Dataset records: Begin
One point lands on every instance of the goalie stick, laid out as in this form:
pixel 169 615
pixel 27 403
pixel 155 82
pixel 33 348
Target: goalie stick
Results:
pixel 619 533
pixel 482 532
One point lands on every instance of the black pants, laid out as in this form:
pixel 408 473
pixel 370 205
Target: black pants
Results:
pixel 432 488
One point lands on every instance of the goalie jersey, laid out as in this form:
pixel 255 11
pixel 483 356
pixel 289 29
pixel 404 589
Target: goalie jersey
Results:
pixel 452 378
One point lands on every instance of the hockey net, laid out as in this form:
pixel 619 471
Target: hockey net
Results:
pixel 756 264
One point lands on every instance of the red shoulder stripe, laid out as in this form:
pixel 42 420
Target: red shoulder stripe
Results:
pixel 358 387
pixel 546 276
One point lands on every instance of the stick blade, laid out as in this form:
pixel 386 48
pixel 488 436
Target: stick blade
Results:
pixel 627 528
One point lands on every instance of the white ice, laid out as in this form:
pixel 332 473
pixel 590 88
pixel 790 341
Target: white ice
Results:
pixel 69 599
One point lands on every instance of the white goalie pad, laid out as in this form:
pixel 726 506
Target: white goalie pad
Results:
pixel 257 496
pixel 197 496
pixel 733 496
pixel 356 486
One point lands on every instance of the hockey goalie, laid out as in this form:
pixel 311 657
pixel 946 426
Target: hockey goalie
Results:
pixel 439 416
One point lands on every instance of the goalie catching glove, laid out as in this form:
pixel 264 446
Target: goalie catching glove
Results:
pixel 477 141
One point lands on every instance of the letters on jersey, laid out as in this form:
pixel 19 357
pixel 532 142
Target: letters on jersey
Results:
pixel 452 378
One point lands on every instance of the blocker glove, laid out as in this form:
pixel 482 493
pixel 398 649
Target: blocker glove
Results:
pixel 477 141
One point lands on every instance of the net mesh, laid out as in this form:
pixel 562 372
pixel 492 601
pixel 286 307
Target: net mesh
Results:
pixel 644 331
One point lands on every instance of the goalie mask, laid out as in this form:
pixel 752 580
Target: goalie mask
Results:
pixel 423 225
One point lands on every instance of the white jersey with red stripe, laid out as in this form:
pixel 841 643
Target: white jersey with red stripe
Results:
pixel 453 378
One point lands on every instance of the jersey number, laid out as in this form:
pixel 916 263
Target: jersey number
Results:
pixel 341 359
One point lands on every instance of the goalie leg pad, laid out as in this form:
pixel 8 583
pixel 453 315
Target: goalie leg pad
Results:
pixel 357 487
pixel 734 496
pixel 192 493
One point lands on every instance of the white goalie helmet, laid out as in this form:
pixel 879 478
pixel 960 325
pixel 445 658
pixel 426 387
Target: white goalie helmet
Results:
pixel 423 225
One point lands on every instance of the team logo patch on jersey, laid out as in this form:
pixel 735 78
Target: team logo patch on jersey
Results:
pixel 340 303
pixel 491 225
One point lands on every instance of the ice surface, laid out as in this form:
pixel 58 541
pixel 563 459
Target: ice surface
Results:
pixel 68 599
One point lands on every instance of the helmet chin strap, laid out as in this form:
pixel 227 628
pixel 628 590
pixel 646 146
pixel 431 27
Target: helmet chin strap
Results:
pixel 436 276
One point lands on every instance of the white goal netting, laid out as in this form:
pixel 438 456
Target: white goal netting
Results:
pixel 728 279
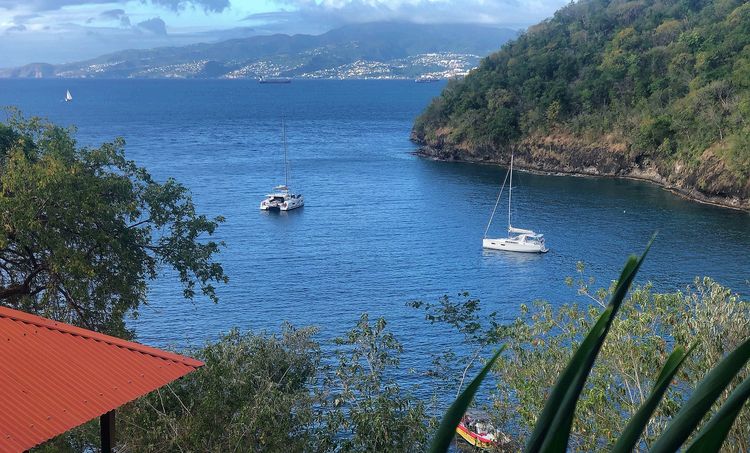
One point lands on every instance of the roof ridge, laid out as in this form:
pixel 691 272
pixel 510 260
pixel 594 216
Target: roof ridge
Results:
pixel 46 323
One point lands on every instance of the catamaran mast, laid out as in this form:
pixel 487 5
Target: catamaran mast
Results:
pixel 510 189
pixel 286 161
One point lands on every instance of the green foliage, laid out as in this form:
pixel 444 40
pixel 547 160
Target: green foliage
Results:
pixel 372 412
pixel 82 230
pixel 667 78
pixel 552 429
pixel 254 394
pixel 447 429
pixel 706 315
pixel 271 393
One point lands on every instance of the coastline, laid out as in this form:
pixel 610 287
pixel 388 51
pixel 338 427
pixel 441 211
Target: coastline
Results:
pixel 650 176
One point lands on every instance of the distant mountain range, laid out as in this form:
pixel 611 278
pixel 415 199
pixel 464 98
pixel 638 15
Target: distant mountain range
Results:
pixel 375 50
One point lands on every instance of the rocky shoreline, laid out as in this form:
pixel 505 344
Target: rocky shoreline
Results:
pixel 614 166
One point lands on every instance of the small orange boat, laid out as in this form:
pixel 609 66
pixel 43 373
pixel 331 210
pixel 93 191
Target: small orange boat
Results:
pixel 477 432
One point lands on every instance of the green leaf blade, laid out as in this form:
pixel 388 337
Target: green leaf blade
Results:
pixel 707 392
pixel 552 430
pixel 712 436
pixel 627 441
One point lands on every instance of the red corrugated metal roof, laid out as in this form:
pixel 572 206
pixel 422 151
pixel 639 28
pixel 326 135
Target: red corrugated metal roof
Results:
pixel 54 376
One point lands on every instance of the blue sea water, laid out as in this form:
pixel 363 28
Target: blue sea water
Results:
pixel 380 226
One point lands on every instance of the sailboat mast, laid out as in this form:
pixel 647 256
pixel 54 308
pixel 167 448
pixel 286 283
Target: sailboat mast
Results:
pixel 510 188
pixel 286 160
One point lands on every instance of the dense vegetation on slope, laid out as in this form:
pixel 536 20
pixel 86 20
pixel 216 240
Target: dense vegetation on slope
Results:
pixel 656 88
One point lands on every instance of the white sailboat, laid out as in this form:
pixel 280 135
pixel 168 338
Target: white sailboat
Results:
pixel 519 239
pixel 282 199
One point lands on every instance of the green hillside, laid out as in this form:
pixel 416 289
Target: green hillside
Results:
pixel 658 89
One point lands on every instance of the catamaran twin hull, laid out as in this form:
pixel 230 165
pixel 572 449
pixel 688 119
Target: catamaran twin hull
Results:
pixel 282 203
pixel 514 245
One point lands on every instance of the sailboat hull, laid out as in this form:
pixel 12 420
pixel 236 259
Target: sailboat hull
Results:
pixel 513 245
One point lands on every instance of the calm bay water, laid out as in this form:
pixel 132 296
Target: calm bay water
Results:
pixel 380 226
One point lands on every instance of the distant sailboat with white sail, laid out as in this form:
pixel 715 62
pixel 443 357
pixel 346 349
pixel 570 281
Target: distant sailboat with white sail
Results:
pixel 519 239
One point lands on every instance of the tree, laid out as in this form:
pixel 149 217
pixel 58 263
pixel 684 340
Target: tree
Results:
pixel 83 231
pixel 370 410
pixel 638 344
pixel 253 394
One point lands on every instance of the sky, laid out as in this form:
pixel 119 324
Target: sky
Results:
pixel 59 31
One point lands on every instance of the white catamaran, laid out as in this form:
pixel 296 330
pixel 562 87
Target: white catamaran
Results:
pixel 519 239
pixel 282 199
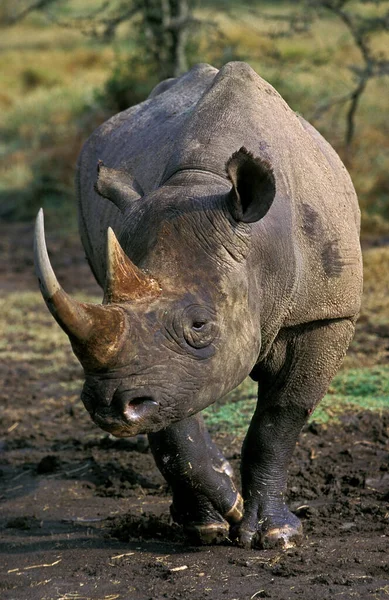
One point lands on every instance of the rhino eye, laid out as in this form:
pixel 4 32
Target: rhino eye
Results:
pixel 199 327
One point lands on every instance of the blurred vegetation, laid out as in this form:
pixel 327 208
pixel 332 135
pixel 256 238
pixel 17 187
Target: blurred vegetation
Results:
pixel 61 78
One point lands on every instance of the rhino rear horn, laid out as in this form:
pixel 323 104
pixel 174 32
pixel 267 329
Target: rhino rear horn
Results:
pixel 253 186
pixel 117 186
pixel 84 323
pixel 124 281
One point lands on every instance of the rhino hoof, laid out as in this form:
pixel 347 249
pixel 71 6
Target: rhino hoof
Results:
pixel 279 537
pixel 282 537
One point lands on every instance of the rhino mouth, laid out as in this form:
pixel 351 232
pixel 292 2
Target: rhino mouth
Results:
pixel 137 415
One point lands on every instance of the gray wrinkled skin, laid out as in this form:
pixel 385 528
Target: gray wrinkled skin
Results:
pixel 269 287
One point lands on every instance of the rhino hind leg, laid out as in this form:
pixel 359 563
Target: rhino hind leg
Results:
pixel 205 500
pixel 294 378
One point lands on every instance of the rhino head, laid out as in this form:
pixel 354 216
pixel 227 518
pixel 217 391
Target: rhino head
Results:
pixel 180 332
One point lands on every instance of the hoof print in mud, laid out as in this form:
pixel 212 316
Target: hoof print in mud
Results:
pixel 206 535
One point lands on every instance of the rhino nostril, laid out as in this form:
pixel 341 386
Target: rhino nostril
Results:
pixel 140 407
pixel 138 401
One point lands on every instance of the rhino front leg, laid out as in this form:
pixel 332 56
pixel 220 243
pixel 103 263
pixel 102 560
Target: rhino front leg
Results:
pixel 292 380
pixel 205 500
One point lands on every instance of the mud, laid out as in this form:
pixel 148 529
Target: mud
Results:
pixel 86 516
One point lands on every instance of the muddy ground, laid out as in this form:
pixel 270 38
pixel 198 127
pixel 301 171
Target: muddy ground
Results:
pixel 85 516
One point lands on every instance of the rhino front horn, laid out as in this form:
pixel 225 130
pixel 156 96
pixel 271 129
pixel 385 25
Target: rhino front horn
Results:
pixel 124 281
pixel 81 321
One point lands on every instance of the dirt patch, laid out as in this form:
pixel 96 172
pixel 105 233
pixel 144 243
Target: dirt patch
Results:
pixel 86 516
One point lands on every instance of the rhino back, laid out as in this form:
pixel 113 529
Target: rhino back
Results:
pixel 307 245
pixel 139 141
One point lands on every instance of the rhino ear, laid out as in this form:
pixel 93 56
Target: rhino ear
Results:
pixel 117 186
pixel 253 186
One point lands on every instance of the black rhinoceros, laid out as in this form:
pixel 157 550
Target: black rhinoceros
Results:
pixel 223 230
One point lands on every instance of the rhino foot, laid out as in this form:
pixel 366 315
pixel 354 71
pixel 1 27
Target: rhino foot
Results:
pixel 269 534
pixel 205 525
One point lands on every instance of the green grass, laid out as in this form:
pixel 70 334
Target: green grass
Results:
pixel 352 390
pixel 53 81
pixel 33 342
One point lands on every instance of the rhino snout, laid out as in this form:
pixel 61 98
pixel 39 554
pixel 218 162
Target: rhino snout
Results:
pixel 134 407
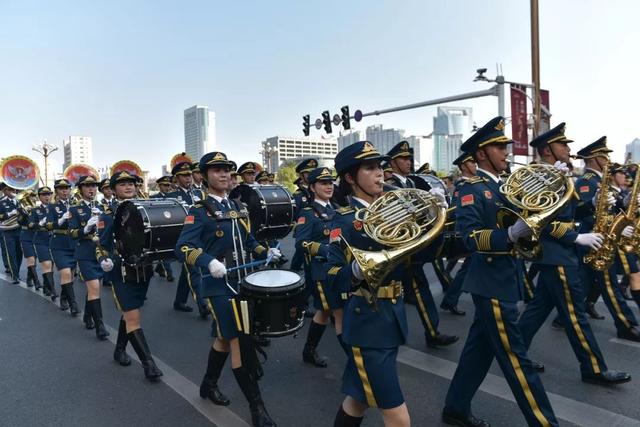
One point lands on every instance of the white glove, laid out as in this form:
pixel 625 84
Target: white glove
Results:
pixel 518 230
pixel 611 200
pixel 357 272
pixel 91 224
pixel 274 253
pixel 106 265
pixel 561 166
pixel 590 240
pixel 439 193
pixel 217 269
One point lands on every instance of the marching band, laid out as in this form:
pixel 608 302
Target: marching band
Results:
pixel 537 234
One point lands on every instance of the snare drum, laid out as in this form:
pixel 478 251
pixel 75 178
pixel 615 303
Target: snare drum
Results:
pixel 148 230
pixel 275 299
pixel 270 207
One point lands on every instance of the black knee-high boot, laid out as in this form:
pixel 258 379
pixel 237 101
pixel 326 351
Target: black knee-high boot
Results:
pixel 249 386
pixel 96 313
pixel 45 285
pixel 52 286
pixel 70 297
pixel 310 354
pixel 345 420
pixel 120 353
pixel 139 344
pixel 636 296
pixel 209 387
pixel 87 318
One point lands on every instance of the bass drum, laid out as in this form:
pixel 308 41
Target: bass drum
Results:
pixel 270 207
pixel 427 182
pixel 275 300
pixel 148 230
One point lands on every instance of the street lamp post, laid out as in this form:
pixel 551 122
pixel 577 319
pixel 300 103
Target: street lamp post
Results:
pixel 45 149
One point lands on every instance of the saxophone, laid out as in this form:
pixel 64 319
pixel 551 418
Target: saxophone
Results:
pixel 601 259
pixel 632 244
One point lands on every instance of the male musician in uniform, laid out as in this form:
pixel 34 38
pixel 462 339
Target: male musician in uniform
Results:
pixel 247 172
pixel 415 283
pixel 107 193
pixel 604 283
pixel 83 222
pixel 450 298
pixel 163 268
pixel 130 285
pixel 11 234
pixel 197 177
pixel 190 277
pixel 559 283
pixel 213 236
pixel 493 284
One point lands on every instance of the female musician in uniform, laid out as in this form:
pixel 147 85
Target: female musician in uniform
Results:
pixel 312 239
pixel 41 236
pixel 129 291
pixel 83 220
pixel 26 239
pixel 215 236
pixel 372 335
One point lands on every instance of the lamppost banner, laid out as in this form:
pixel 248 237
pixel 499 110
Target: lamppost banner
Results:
pixel 519 120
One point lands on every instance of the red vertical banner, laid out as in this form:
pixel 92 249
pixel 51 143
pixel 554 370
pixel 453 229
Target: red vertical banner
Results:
pixel 545 120
pixel 519 120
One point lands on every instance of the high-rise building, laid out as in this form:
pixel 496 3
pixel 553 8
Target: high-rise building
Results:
pixel 632 151
pixel 451 127
pixel 77 149
pixel 384 139
pixel 199 131
pixel 278 149
pixel 349 138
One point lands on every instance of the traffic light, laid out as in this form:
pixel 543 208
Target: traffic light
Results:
pixel 326 120
pixel 346 122
pixel 306 123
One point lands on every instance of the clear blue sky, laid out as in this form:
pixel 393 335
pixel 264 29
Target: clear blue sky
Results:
pixel 122 72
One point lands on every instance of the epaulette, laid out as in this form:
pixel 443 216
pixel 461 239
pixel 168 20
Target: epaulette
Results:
pixel 345 210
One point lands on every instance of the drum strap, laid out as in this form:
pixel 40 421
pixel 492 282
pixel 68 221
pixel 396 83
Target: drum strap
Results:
pixel 249 350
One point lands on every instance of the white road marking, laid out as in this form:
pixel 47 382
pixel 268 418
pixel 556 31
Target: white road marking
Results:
pixel 219 415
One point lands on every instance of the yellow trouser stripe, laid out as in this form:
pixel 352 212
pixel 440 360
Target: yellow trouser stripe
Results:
pixel 624 261
pixel 115 299
pixel 423 310
pixel 357 356
pixel 614 301
pixel 235 313
pixel 215 318
pixel 323 298
pixel 574 320
pixel 515 363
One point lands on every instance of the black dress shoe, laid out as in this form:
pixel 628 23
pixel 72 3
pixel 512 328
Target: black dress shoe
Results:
pixel 631 334
pixel 453 309
pixel 592 312
pixel 609 377
pixel 441 340
pixel 537 366
pixel 311 356
pixel 182 307
pixel 458 419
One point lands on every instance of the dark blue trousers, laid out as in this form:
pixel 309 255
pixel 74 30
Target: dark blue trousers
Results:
pixel 13 251
pixel 560 287
pixel 495 333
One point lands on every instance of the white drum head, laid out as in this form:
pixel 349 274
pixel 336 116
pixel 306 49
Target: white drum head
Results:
pixel 272 278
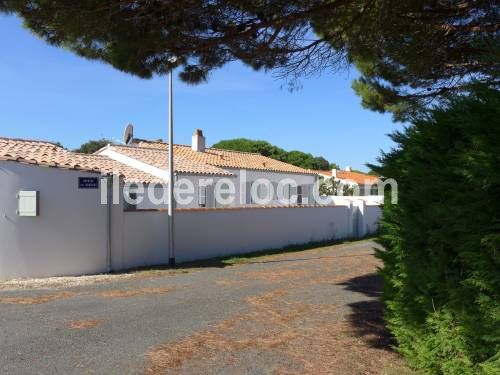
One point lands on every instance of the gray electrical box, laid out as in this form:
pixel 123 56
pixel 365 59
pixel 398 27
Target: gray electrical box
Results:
pixel 28 203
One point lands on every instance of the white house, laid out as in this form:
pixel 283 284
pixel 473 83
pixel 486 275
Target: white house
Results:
pixel 367 184
pixel 62 214
pixel 243 170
Dataset records: End
From the records above, transcribe without alteration every line from the one with "pixel 388 337" to the one with "pixel 12 420", inclusive.

pixel 388 337
Target: green leaf blade
Results:
pixel 707 392
pixel 552 430
pixel 712 436
pixel 627 441
One point lands on every instance of the red corrugated metal roof, laid out as in this form:
pixel 572 206
pixel 422 151
pixel 639 28
pixel 326 135
Target: red corrugated metal roof
Results:
pixel 54 376
One point lands on every instance of the blue sea water, laid out as in this form:
pixel 363 28
Target: blue sea water
Results:
pixel 380 226
One point lands on every instance of the sailboat mast, laid out as in this form:
pixel 647 256
pixel 54 308
pixel 167 448
pixel 286 283
Target: sailboat mast
Results:
pixel 510 188
pixel 286 160
One point lands on every instance of the dense vegetation on slope, laid out as in this form:
pixel 536 20
pixel 86 20
pixel 216 240
Target: dense vegetation on slope
Results:
pixel 656 88
One point lands on every instance of the white sailboat, laid out as in this form:
pixel 280 135
pixel 168 338
Target: white sailboat
Results:
pixel 519 239
pixel 282 199
One point lands on every instance of the green hillside, laid out as in this form:
pixel 416 289
Target: green hillside
Results:
pixel 658 89
One point lands on every instance of the catamaran twin hull, laid out as in this form:
pixel 230 165
pixel 572 449
pixel 688 119
Target: catamaran twin hull
Results:
pixel 282 203
pixel 514 245
One point lands on every instance of the sailboat hull, laid out as in this form:
pixel 12 420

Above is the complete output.